TEXT FOR ANALYSIS »
◇ ◇ ◇

The 12th lecture of the Aircel Power of Inspiration series was organised at Sastra University, Tiruchirappalli, Tamil Nadu, in an attempt by TEHELKA to engage with the students and encourage them into a more active citizenship.
The lecture, a part of an ongoing process of community engagement, began with a short introduction by Puneeta Roy, trustee of the TEHELKA Foundation, about the concept of Ground Warriors, via a TEHELKA Foundation audiovisual. This was followed by a short address by Sheik Uduman, Aircel’s Head of Distribution, Tamil Nadu, on the company’s vision and presence in the country.
The first speaker, widely acclaimed conservationist and environmental filmmaker, Shekar Dattatri, spoke on ‘Why Nature Matters’, with a few clips of his documentary showcasing the vast diversity of life in the Western Ghats, one of the world’s 25 most important biodiversity hotspots, and a place he has been in love with since the age of 10.
Having dedicated the recent years of his life to making films on environmental advocacy, Dattatri emphasised the need for each one of us to take ownership of our natural resources, and not to abdicate our responsibilities to a select few. His film highlighted the plentiful resources and the genetic treasures found in the Western Ghats, which were being sacrificed at the hands of shortsighted policies and vested interests of a few.
He shared his personal journey with the students, from being a student volunteer at the Snake Garden in Chennai, to going into the jungles of the Western Ghats as a teenager for days on a stretch, to finally making a pro bono campaign film. This film, titled Mindless Mining: The Tragedy of Kudremukh, was submitted as evidence to the Supreme Court in a public interest case, resulting in the closure of the iron ore mining operation. As a message to the students, he encouraged them to be conscious as citizens, to avoid over-consumption of resources, and to believe in the power of one.
Next up was a moving performance by theatre educationist Maya Krishna Rao, titled ‘The Walk’, an impromptu piece performed by her on the eve of 31 December 2012, as part of an effort by university students to commemorate the Delhi gangrape incident. Rao credited Kathakali with being her source of inspiration, and with giving her the rich imagination that she now employs in her performances.
She emphasised the importance of being aware of oneself, of “being able to knit one’s heart, head and body into one being”. She further spoke about drama as a tool for learning and how it can help dissolve differences and personal issues by finding parallel situations and enabling people to empathise.
The lecture was wrapped up with the release of the Aircel Power of Inspiration books, which were later distributed among those present.

◇ ◇ ◇

INFORMATION PROVIDED »

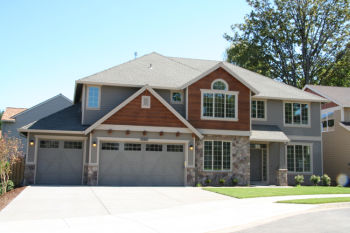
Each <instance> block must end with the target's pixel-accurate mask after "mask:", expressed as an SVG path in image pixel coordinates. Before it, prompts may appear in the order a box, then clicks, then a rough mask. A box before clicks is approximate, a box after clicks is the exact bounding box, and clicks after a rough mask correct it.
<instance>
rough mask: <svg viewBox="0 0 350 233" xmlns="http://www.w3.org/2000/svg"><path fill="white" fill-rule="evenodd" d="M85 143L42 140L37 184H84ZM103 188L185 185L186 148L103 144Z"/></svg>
mask: <svg viewBox="0 0 350 233" xmlns="http://www.w3.org/2000/svg"><path fill="white" fill-rule="evenodd" d="M83 146H84V142H83V141H66V140H46V139H41V140H39V145H38V152H37V170H36V184H41V185H81V184H82V174H83V158H84V155H83V154H84V153H83V152H84V151H83ZM99 146H100V148H98V149H99V173H98V184H99V185H113V186H183V185H184V177H185V176H184V161H185V153H184V145H183V144H154V143H153V144H151V143H128V142H101V143H99Z"/></svg>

◇ ◇ ◇

HOW TO COMPLETE THIS TASK » Reproduce the passage of the lecture report between "Having dedicated the" and "interests of a few.", inclusive. The listing plays no part in what is asked here.

SOLVED PROBLEM »
Having dedicated the recent years of his life to making films on environmental advocacy, Dattatri emphasised the need for each one of us to take ownership of our natural resources, and not to abdicate our responsibilities to a select few. His film highlighted the plentiful resources and the genetic treasures found in the Western Ghats, which were being sacrificed at the hands of shortsighted policies and vested interests of a few.